• **Source passage**:
####################

Hojjat Adeli is Professor of Civil and Environmental
Engineering and Geodetic Science and Lichtenstein Professor in
Infrastructure Engineering at The Ohio State University. A
contributor to 70 different scholarly journals, he has authored
over 400 research and scientific publications in diverse areas of
engineering, computer science, and applied mathematics since he
received his PhD from Stanford University in 1976 at the age of 26.
He has authored/co-authored eleven pioneering books such as
Machine Learning – Neural Networks,
Genetic
Algorithms, and Fuzzy Systems, John Wiley & Sons, Ltd,
1995;
Neurocomputing for Design Automation, CRC Press, 1998;
Distributed Computer-Aided Engineering, CRC Press, 1999;
High-Performance Computing in Structural Engineering, CRC
Press, 1999;
Control, Optimization, and Smart Structures –
High-Performance Bridges and Buildings of the Future,
John Wiley & Sons, Ltd, 1999;
Construction
Scheduling, Cost Optimization, and Management – A New
Model Based on Neurocomputing and Object Technologies,
Spon Press, 2001; and
Wavelets in Intelligent
Transportation Systems, John Wiley & Sons, Ltd, 2005. He
has also edited 12 books including
Intelligent Information
Systems, IEEE Computer Society, 1997. He is the Editor-in-Chief
of two research journals,
Computer-Aided Civil and
Infrastructure Engineering, which he founded in 1986, and
Integrated Computer-Aided Engineering, which he
founded in 1993. He has been a Keynote/Plenary Lecturer at 56
international conferences held in 33 different countries and has
served on the advisory/editorial/organizing board of 262 national
and international conferences held in 55 different countries. On
September 29, 1998, he was awarded a patent for a ‘Method and
apparatus for efficient design automation and optimization, and
structures produced thereby’ (United States Patent Number
(5,815,394) (with a former PhD student). He is the recipient of
numerous academic, research, and leadership awards, honors, and
recognition. In 1998, he was awarded the University Distinguished
Scholar Award by The Ohio State University ‘in recognition of
extraordinary accomplishment in research and scholarship’ and
the Senate of the General Assembly of the State of Ohio passed a
resolution honoring him as an ‘Outstanding Ohioan’. He
is the quadruple winner of The Ohio State University College of
Engineering Lumley Outstanding Research Award. In 2005 he was
elected an Honorary Member of the American Society of Civil
Engineers ‘for wide-ranging, exceptional, and pioneering
contributions to computing in many civil engineering disciplines
and extraordinary leadership in advancing the use of computing and
information technologies in civil engineering throughout the
world’. In 2006 he was awarded The American Society of Civil
Engineers’ Construction Management Award ‘for
development of ingenious computational and mathematical models in
the areas of construction scheduling, resource scheduling, and cost
estimation’. His research has been sponsored by 20 different
organizations including government funding agencies such as the
National Science Foundation, US Air Force Flight Dynamics
Laboratory, and US Army Construction Engineering Research
Laboratory, Federal Highway Administration, state funding agencies
such as the Ohio Department of Transportation, Ohio Department of
Development, and the State of Ohio Research Challenge Program,
professional societies such as the American Iron and Steel
Institute and the American Institute of Steel Construction, and
corporations such as Cray Research Inc., US Steel, and Bethlehem
Steel Corporation.

####################

• **Task prompt**: Reproduce everything in the Hojjat Adeli biography from "Hojjat Adeli is" down to "the age of 26." word for word.

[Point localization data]
####################

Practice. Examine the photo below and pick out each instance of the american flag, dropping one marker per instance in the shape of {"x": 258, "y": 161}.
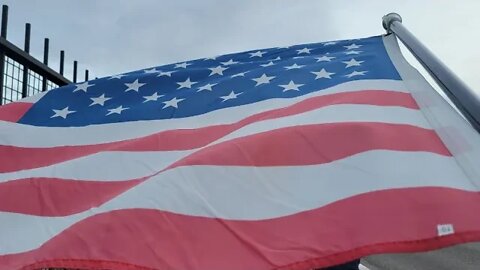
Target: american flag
{"x": 294, "y": 157}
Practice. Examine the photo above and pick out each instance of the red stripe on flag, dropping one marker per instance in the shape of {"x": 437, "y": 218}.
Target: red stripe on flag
{"x": 13, "y": 112}
{"x": 292, "y": 146}
{"x": 316, "y": 144}
{"x": 58, "y": 197}
{"x": 312, "y": 239}
{"x": 21, "y": 158}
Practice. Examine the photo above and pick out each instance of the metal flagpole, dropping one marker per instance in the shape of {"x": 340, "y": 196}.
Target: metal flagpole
{"x": 467, "y": 102}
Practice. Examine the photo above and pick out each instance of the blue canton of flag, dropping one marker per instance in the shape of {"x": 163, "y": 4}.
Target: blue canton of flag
{"x": 203, "y": 85}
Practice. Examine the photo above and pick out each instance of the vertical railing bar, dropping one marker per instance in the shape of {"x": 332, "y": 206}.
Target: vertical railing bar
{"x": 75, "y": 64}
{"x": 62, "y": 61}
{"x": 3, "y": 34}
{"x": 45, "y": 61}
{"x": 25, "y": 68}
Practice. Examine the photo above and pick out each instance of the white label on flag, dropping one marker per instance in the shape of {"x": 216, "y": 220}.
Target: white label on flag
{"x": 445, "y": 229}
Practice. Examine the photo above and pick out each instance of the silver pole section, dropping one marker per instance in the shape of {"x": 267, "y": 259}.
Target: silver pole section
{"x": 467, "y": 102}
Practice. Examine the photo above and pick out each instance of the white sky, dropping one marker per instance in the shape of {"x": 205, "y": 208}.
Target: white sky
{"x": 115, "y": 36}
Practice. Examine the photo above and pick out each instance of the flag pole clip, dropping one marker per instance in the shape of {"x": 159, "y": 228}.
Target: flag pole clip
{"x": 464, "y": 98}
{"x": 388, "y": 19}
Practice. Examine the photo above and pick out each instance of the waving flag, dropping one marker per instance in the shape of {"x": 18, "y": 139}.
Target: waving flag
{"x": 297, "y": 157}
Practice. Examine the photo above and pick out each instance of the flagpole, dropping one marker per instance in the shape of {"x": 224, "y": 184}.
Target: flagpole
{"x": 467, "y": 102}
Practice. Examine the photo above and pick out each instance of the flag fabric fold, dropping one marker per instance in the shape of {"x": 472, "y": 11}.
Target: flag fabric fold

####################

• **Answer section**:
Hojjat Adeli is Professor of Civil and Environmental
Engineering and Geodetic Science and Lichtenstein Professor in
Infrastructure Engineering at The Ohio State University. A
contributor to 70 different scholarly journals, he has authored
over 400 research and scientific publications in diverse areas of
engineering, computer science, and applied mathematics since he
received his PhD from Stanford University in 1976 at the age of 26.